• Aim
Replace "thickest part" with "widest part" throughout the stretch from the line containing "Task: for every instance of the rotating" through the end of the items. Reproduce only that stretch, with everything else left as it is.

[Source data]
|---|
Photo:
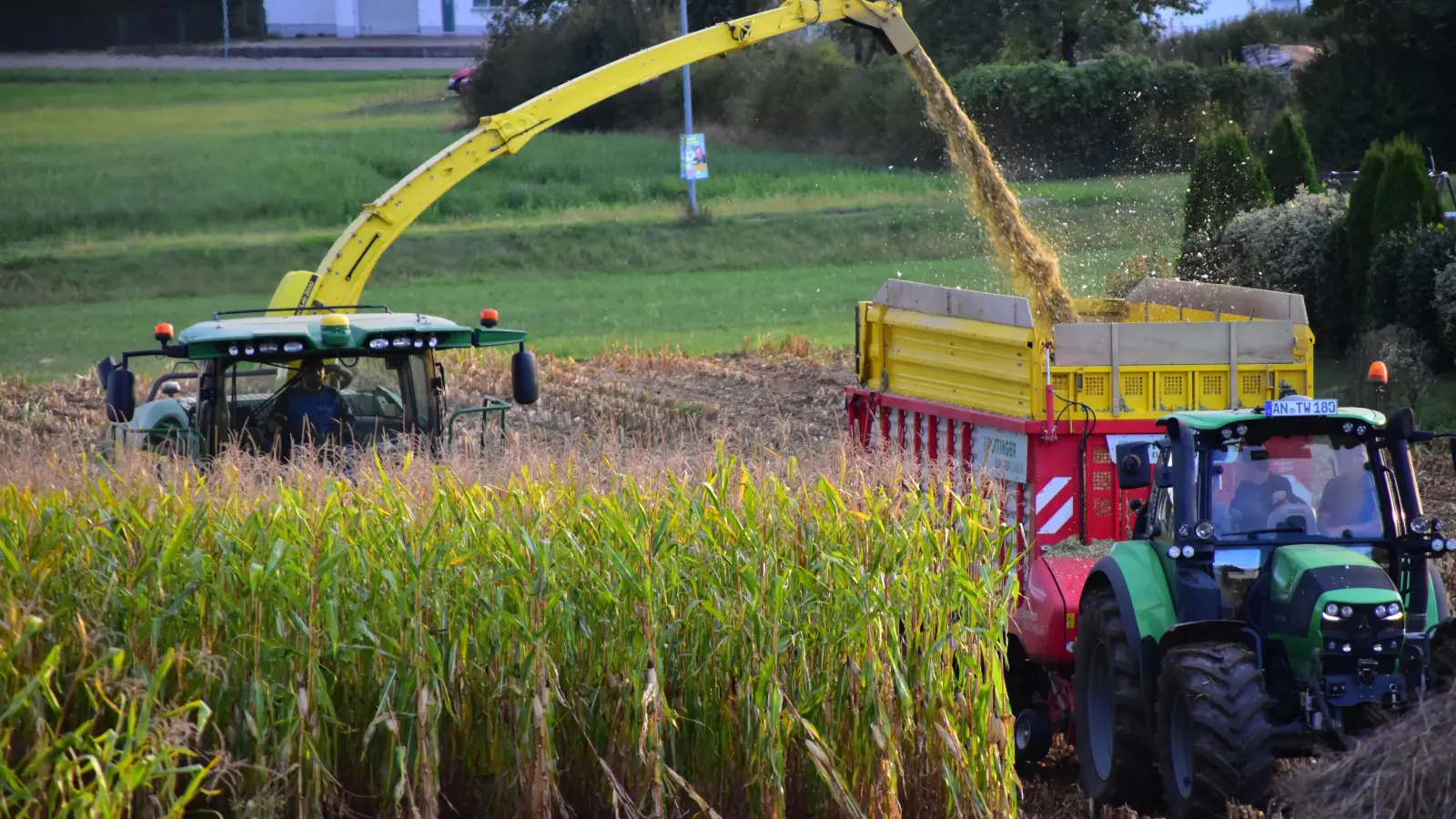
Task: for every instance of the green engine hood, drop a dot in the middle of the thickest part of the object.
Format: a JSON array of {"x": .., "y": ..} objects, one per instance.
[{"x": 1347, "y": 573}]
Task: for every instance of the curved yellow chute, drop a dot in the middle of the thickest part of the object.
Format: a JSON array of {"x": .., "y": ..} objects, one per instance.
[{"x": 341, "y": 276}]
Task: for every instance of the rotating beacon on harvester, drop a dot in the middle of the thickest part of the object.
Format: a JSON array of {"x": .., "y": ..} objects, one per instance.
[{"x": 1270, "y": 584}]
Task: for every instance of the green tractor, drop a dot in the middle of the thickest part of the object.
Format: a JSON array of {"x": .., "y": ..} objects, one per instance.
[
  {"x": 359, "y": 376},
  {"x": 1278, "y": 595}
]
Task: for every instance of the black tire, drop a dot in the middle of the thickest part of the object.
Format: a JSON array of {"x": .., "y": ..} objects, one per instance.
[
  {"x": 1213, "y": 731},
  {"x": 1113, "y": 738}
]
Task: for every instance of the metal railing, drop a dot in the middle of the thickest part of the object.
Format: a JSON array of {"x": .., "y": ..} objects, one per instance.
[{"x": 491, "y": 405}]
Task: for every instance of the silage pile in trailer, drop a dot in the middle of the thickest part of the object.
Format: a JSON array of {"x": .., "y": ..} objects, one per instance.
|---|
• Written solution
Task: for every instance of the rotating beacon on harvester, drop a dot in the middle of the widest part of the object.
Format: a JSON array of {"x": .., "y": ..} objects, one per instance.
[{"x": 1270, "y": 584}]
Task: for every instance of the green tractor, drop a dot in the middle of the widest part of the object.
Format: a JSON array of {"x": .., "y": ..} objects, one per instance.
[
  {"x": 359, "y": 376},
  {"x": 1278, "y": 595}
]
Task: for every instance of the black tire, drop a dot in the middle of the widest part of the object.
Format: a JSON array of {"x": .., "y": ..} objects, one per instance.
[
  {"x": 1213, "y": 731},
  {"x": 1113, "y": 738}
]
Task: for every instance of the metal railing, drop a dot in the middle of the widest part of the object.
Format: a JSON array of {"x": .., "y": ..} objects, one per instance.
[{"x": 491, "y": 405}]
Task: for every instance of the silage pile in trailer, drop a dot in the middle of the widest part of the object.
Format: a JSON array of {"x": .., "y": ..} objects, one per instance.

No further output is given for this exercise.